**Stated problem:**
Rewrite every one of the items below, replacing "Quickstart" with "Overview" and keeping everything else the same. Leave the pictures out of your answer.

**Recorded information:**
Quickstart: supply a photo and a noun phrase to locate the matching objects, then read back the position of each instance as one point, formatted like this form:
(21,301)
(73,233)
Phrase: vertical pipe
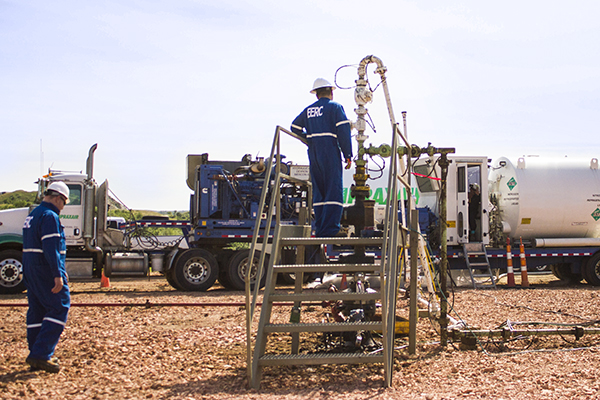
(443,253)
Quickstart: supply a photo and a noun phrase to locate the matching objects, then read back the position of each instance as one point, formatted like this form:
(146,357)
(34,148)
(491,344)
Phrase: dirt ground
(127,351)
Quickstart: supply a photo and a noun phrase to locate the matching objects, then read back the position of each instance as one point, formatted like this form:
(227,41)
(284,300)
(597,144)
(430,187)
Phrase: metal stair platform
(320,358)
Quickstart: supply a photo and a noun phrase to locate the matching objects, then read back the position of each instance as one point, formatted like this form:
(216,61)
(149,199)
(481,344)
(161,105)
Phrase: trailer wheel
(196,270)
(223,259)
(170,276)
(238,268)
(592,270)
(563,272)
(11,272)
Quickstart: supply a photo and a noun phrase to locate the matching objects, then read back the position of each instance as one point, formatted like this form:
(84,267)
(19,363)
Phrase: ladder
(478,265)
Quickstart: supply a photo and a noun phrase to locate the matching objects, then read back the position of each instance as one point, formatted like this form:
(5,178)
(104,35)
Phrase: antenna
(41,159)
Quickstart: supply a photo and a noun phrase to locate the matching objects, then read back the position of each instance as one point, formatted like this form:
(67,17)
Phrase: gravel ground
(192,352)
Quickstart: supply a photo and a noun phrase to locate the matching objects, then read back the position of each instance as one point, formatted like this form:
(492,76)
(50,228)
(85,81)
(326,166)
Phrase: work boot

**Finished answer:**
Overview: supply a photo and a noun phrase to locate the matching objects, then read back the position of each instance as one point, formatted like this form:
(21,301)
(73,233)
Phrase: vertical pipe
(443,253)
Overview: supply a photo and a noun phrase to locate the matching objects, then read back the position of each instance as one point, formatted like this form:
(146,357)
(34,148)
(491,344)
Phrase: dirt ground
(127,351)
Overview: supply a photo and a noun phrase to locate the matching objects, then read back the position of each instance as one point, formatted like this form:
(227,41)
(284,300)
(597,144)
(430,187)
Phrase: metal stair platform
(320,358)
Overview: supply a photo and a noun phrase to locate the matching objects, then read back the position of each instance as one point, formatted like this form:
(216,61)
(149,199)
(481,344)
(161,105)
Phrase: trailer wheel
(196,270)
(223,259)
(170,276)
(238,268)
(592,270)
(563,272)
(11,272)
Overview: supply a photo and a noun phrase to locate the matching objects, then read back the position of each instance as one point, formatted like this form:
(84,267)
(19,363)
Phrase: ladder
(478,265)
Overview: supply a photo and a noun phrase to locate the matching objects, then read back the position of each instance as one point, formatted like this form:
(5,178)
(104,35)
Phrase: antenna
(41,159)
Overview: supply a photo and a noun phrase to locate the matching objects, then read back the position of each instance as one point, formatted like this form:
(67,17)
Phrase: gravel ground
(192,352)
Overview: supply a photo and a noun phrase to locate the matching objects, then read back the position of each instance as one point, formatted like this form:
(492,76)
(50,228)
(85,81)
(326,166)
Phrase: work boot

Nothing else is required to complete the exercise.